==== Excerpt ====
Thanks Amos for your reply, but I have some confusion (see below)
On 11/10/2011 8:06 PM, Amos Jeffries wrote:
On 11/11/2011 12:00 p.m., Wilson Hernandez wrote:
Hello List.
I would like to know how I can use two squid servers to redirect
traffic for an especific page through the second squid server
connected to a different provider.
For ie:
squid2 ---- provider 1 (used for facebook.com
ONLY)
|
lan ---------------- |
|
squid1 ---- provider 2 (default server used
for everything except facebook)
I need to know how to use squid2 as a slave and what configuration do
I need on squid1 (master) in order for me to accomplish my task or
the rules need to be done with iptables?
The term master/slave terms may be where you are getting into trouble.
In HTTP terminology there are "parent/child" and "sibling"
relationships only. The parent/child relationship is a little
different from master/slave concept due to the two-way nature of the
data flow. Child is master of the request flow and slave for the
reply flow. Parent is master of the reply flow and slave for the
request flow.
If I interpret your message right you are asking about squid2 as
parent, squid1 as child. Nothing special for squid2 config. This would
be the config for squid1:
# link squid1 to parent (data source) squid2
# see http://www.squid-cache.org/Doc/config/cache_peer/ for the
actual text
cache_peer squid2 parent ...
So, this would go in squid1:
cache_peer squid2's-ip parent
This confuses me somewhat because i thought squid1 would be the squid2's
parent since squid1 would be the default for everything and it will send
request to squid2 for facebook traffic responding back to squid1 and
squid1 responding to the client (please, correct me if I'm wrong).
So, still all the LAN traffic would hit squid1... wouldn't this be the
same as I have it now? I would like to see if facebook traffic gets
better in our LAN....
# specify that only facebook.com requests goes to squid2
acl FB dstdomain .facebook.com
cache_peer_access allow FB
cache_peer_access deny all
# specify that squid1 MUST NOT service facebook.com requests itself
never_direct allow FB
Thanks.
Alternatively you maybe could also do this with only one Squid server
by marking packets for facebook.com requests with tcp_outgoing_tos or
tcp_outgoing_address which the OS layer routing detects and sends to
provider 1 interface and blocks from accessing provider 2.
Amos
==== Material supplied ====
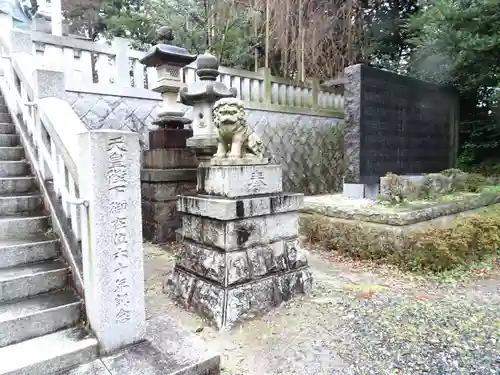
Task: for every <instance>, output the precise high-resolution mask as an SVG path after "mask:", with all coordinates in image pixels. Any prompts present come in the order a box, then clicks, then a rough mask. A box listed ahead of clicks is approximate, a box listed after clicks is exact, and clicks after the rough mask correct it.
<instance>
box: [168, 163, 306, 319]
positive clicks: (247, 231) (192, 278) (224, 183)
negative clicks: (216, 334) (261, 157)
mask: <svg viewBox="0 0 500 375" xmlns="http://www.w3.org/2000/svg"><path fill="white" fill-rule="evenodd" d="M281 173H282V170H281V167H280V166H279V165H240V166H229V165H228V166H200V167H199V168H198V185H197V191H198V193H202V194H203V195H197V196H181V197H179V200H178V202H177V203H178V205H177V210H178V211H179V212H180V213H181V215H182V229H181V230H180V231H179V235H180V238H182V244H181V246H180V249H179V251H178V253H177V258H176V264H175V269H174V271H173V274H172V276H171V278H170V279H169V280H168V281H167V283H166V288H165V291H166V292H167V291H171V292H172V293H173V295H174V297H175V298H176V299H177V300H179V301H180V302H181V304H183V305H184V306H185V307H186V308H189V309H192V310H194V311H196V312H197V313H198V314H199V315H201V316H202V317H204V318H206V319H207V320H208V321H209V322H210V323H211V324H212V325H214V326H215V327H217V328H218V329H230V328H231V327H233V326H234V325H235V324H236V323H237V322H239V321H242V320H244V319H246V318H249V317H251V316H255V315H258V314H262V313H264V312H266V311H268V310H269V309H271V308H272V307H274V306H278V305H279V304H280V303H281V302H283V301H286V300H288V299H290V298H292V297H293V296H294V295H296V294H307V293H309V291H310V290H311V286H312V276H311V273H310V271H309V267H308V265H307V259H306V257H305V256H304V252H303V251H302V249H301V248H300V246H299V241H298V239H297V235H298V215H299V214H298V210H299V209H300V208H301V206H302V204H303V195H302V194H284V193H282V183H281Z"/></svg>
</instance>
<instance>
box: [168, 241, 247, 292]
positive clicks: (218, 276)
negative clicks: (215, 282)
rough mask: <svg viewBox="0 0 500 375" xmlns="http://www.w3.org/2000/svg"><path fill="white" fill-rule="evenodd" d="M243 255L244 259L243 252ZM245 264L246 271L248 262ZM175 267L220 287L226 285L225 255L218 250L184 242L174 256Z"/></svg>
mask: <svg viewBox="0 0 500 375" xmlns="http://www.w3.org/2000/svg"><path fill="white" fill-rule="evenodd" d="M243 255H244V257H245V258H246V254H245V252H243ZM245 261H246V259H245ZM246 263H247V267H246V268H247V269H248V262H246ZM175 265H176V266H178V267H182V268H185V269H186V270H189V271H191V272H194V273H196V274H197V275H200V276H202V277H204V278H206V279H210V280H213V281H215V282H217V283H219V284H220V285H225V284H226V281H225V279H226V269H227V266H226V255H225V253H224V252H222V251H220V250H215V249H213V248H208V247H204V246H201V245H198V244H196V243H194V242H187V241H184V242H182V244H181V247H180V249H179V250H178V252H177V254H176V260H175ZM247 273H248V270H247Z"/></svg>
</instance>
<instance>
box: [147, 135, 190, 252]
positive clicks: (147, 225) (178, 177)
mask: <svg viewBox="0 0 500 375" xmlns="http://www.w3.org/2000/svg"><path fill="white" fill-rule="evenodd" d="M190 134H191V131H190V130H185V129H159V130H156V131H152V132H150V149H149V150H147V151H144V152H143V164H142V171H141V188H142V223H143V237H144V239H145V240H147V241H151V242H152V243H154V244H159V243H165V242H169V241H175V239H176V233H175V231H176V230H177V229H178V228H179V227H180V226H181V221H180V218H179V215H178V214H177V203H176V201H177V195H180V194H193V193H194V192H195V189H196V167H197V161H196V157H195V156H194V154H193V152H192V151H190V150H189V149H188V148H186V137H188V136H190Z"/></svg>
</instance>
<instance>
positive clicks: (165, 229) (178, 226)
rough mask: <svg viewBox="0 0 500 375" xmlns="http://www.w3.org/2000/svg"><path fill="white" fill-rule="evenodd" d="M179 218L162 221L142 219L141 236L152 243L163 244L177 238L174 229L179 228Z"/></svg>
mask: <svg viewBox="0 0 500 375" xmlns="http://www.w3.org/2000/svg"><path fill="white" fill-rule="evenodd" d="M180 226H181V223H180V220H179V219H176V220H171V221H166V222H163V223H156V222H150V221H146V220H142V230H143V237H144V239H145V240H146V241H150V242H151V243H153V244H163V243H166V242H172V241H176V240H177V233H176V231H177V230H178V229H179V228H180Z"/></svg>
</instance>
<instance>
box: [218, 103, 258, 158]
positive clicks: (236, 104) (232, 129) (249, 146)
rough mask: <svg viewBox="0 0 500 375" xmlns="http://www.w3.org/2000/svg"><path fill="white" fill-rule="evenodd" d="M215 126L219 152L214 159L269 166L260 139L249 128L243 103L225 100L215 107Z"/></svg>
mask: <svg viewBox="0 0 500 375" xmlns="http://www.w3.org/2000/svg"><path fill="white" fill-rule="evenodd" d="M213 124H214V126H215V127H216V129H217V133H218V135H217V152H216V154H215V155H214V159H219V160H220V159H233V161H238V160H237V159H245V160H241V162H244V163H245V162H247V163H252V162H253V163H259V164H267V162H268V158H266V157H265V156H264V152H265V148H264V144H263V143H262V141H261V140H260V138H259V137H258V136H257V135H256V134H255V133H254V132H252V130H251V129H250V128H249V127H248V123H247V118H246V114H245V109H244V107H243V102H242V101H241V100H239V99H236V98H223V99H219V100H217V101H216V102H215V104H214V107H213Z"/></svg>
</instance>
====
What is needed:
Translate this sentence from the thread about routing traffic through two Squid servers into Spanish: "Child is master of the request flow and slave for the reply flow."

Response box:
El hijo es el maestro del flujo de solicitudes y el esclavo del flujo de respuestas.